*Short problem*: Can you reproduce the data beneath, keeping every line exact?
═══ Excerpted records ═══
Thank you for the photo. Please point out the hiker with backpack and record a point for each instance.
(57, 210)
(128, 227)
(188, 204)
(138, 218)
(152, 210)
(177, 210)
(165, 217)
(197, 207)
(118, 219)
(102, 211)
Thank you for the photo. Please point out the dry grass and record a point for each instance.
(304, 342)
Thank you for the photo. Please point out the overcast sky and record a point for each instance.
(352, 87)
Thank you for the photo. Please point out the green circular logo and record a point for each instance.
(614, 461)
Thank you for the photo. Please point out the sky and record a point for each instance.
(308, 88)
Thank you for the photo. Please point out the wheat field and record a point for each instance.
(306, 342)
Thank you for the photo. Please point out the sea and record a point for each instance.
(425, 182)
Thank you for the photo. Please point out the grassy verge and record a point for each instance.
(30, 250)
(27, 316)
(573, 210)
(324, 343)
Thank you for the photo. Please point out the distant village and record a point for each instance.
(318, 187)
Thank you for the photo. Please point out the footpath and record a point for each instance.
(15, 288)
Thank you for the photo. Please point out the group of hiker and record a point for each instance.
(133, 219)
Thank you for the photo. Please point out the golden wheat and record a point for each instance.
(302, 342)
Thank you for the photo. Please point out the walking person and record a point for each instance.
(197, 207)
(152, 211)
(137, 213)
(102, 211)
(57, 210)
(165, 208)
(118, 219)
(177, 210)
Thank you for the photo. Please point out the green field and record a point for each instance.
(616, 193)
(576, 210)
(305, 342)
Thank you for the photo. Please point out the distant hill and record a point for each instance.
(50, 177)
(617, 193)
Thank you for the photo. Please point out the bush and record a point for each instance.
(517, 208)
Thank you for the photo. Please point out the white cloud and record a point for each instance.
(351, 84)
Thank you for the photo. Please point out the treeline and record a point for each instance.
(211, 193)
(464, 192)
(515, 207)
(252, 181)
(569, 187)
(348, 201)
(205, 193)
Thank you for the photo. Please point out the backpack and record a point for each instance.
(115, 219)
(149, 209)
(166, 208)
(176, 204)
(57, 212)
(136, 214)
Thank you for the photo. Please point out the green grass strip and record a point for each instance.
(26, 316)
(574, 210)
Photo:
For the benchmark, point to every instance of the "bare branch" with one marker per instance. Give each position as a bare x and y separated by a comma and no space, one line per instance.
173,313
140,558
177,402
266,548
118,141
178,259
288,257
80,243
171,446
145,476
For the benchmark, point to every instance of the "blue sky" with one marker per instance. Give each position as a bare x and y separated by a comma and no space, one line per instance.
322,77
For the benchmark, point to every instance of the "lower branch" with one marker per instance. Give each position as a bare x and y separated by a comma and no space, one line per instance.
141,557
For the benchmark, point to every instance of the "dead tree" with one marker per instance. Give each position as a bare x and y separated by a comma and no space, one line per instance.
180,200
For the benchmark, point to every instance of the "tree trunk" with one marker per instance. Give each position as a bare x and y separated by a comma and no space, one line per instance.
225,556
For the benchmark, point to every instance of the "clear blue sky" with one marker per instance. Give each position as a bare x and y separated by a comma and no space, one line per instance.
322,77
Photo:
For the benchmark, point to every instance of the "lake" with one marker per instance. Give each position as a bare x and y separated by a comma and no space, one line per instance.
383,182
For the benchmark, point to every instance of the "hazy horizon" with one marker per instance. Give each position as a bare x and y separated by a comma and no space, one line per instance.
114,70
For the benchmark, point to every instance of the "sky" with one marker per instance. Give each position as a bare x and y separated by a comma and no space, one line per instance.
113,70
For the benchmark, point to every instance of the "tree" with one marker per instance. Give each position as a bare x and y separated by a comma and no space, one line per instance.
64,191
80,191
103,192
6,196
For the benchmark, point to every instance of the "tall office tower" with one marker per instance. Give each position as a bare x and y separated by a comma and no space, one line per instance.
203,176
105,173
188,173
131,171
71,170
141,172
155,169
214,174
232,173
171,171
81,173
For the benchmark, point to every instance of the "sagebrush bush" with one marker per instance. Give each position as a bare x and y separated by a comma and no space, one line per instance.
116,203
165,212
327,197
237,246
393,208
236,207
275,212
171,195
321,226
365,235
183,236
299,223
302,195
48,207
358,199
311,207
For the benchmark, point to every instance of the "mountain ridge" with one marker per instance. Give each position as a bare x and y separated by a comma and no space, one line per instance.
═══
*Solved exercise*:
Thank you for the photo. Please point out the hiker with backpack and record a point for each instance.
(57, 210)
(128, 227)
(188, 204)
(138, 218)
(152, 210)
(177, 210)
(165, 217)
(197, 207)
(118, 219)
(102, 211)
Thank you for the photo. Please point out the dry grass and record a point for each instance.
(304, 342)
Thank you for the photo. Please point out the overcast sky and record a point for each instance.
(352, 87)
Thank you for the photo. Please point out the green circular logo and record a point for each instance.
(614, 461)
Thank you for the photo. Please point out the sky and record a point for each instance.
(308, 88)
Thank you for the photo. Please point out the wheat field and record a point for each instance.
(306, 342)
Thank you for the photo. Please point out the sea and record a point for each instance.
(425, 182)
Thank you for the photo. Please point out the grassy verge and record a point for each instance.
(30, 250)
(27, 316)
(573, 210)
(324, 343)
Thank you for the photo. Please point out the distant village and record a point for each instance.
(318, 187)
Thank you for the photo. Please point out the footpath and record a point for each instance.
(15, 288)
Thank you for the photo. Please point out the group of hiker and record a point for each instance.
(133, 219)
Thank you for the photo. Please point out the golden wheat and record a point for each instance.
(302, 342)
Thank you for the photo. Please point out the walking person and record a point for each instance.
(197, 207)
(152, 211)
(137, 213)
(102, 211)
(57, 210)
(165, 208)
(118, 219)
(177, 210)
Thank you for the photo. Please point out the green field and record a point for each instance.
(616, 193)
(576, 210)
(305, 342)
Thank you for the photo. Please point out the distant hill and record a point for each instance.
(50, 177)
(617, 193)
Thank you for the photo. Please point out the bush and record a point for each instance.
(517, 208)
Thank you for the photo. Please point out the white cloud and record a point for each instance.
(351, 84)
Thank you for the photo. Please point out the treeline and record a point for each instance.
(211, 193)
(464, 192)
(515, 207)
(252, 181)
(569, 187)
(348, 201)
(205, 193)
Thank you for the photo. Please point out the backpack and record a point for each instance.
(115, 219)
(149, 209)
(166, 208)
(176, 204)
(57, 212)
(136, 214)
Thank you for the photo. Please point out the green grass strip and record a point for each instance.
(26, 316)
(574, 210)
Photo:
For the benchmark, point to every instance of the "bare branch" with one marker per instance. Give each position as a bare x and y separated by a comma and no space, one line per instance.
173,313
140,558
177,402
266,548
118,141
178,259
288,257
80,243
171,446
145,476
For the benchmark, point to every instance of the "blue sky" with one marker per instance. Give each position as a bare x and y separated by a comma and no space, one line per instance.
322,77
For the benchmark, point to every instance of the "lower branch" with one marker per instance. Give each position as a bare x and y separated by a comma and no space, one line per instance.
141,557
For the benchmark, point to every instance of the "dead tree" with one marker per instance. Give each position as a bare x and y separated by a comma and no space, one line per instance.
180,200
For the benchmark, point to every instance of the "tree trunk" with one marker per instance. Give each position as a bare x and y separated by a comma and no space, one line per instance.
225,556
For the benchmark, point to every instance of the "clear blue sky" with one marker per instance. Give each position as a bare x and y separated by a comma and no space, one line per instance.
322,77
Photo:
For the benchmark, point to every instance of the "lake" with one marker per instance. Give each position as a bare x and y separated by a comma and no space, one line per instance.
383,182
For the benchmark, point to every instance of the "hazy horizon" with one marker per instance. Give each position as a bare x and y separated by a comma and no space, one line per instance.
114,70
For the benchmark, point to every instance of the "sky" with one marker per instance. Give each position as a bare x and y separated by a comma and no space, one line per instance.
113,70
For the benchmark, point to every instance of the "tree" with one marker per instance. Give each position as a bare x and y separated by a comma and no space, one line per instance.
64,191
80,191
103,192
6,196
For the benchmark, point to every instance of the "tall office tower" with one marker per instance. Give each position as a bare x and y separated by a comma and no space, one line per instance.
203,176
105,173
188,173
131,171
71,170
141,172
155,169
214,174
232,173
171,171
81,173
For the benchmark, point to every instance of the "sagebrush bush" with one marker per instance. Give each position as a bare x and y separated by a comma and no space, one line per instance.
116,203
165,212
327,197
237,246
393,208
236,207
275,212
171,195
321,226
365,235
183,236
299,223
302,195
48,207
358,199
311,207
For the benchmark, point to every instance of the "mountain ridge" with one marker per instance. Give each position as a bare x and y separated by a comma and no space, one line per instance.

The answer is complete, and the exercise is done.